------ Selected passage ------
I Told Them So

I generally try to avoid naming my undergraduate college in this space because of all the snooty associations. Today, however, the snooty associations are key to the story.

For a few years, I was an alumni interviewer for Harvard. My job was to meet with applicants, spend a half hour or an hour talking to them and getting to know them, answer any questions they might have, and write up the experience for Harvard, which would then reject them. The admissions rate was something like one in ten at the time, so with an average of four interviews or so a year, I wasn’t exactly looking at the faces of the next first-year class, statistically speaking.

The most interesting and best qualified candidate I ever met had come to the U.S. knowing almost no English, and within two years had blown through almost all of her high school requirements. She’d worked at an aquarium and helped them set up new educational programs, played onstage at the local symphony hall, taken scads of advanced classes, read Roman history for fun, spearheaded a book donation drive for needy urban schools, and a bunch of other stuff I’ve since forgotten. She was also kind, thoughtful, admirably polite, and generally pleasant to talk to. I gave her a far stronger recommendation than I gave anyone else I interviewed.

Harvard wait-listed her.

I have it on what I consider unimpeachable authority that Harvard sometimes wait-lists applicants, not because it ever anticipates letting them in, but just to encourage their high schools to funnel more applicants in Harvard’s direction. I don’t think that was the case here—her high school was no mean shakes, either. Just something to chalk up to Harvard’s infinite caprice.
------
◆ Task 1
According to the essay about alumni interviewing for Harvard, what was the admissions rate at the time?
◆ Task 2
Carry the essay about alumni interviewing for Harvard forward from its final sentence.
------ Data excerpts ------
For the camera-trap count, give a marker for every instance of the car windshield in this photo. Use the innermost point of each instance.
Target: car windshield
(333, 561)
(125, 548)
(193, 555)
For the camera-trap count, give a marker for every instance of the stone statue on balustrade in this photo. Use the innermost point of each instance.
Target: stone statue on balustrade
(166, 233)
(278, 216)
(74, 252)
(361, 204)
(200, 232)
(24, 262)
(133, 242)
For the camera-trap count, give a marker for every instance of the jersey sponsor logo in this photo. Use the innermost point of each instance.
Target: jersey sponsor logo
------
◆ Written reply 1
Something like one in ten.

◆ Written reply 2
In any event, I Googled her today out of curiosity. I’d known that she was attending another fine university—she’d been nice enough to send me not just a thank-you note but a second brief thank-you when she accepted a place in the entering class at Another Fine U. Well, it turns out she’s done swimmingly well. She was named to the USA Today All-Academic First Team, was a varsity rower, won a research award from the NIH (not to mention the honors heaped on her by AFU), and was named one of Glamour Magazine’s Top 10 College Women. And, oh yes, she was a Rhodes Scholar.

I’d like to say, “I told you so.” Well, I checked my letter to the admissions office bureaucracy, and I did. I called her “the smartest candidate I’ve interviewed,” said she “would have been one of the top students” in the computer science section I taught, asserted that she’d be “more likely to take full advantage of the scope of Harvard’s offerings than many people I knew from there,” and compared her to another notable Harvard student who “strolled through a very demanding schedule, racking up awards and honors and leadership roles.”

I may have told them so, but Harvard always laughs last. She’ll be going there for medical school.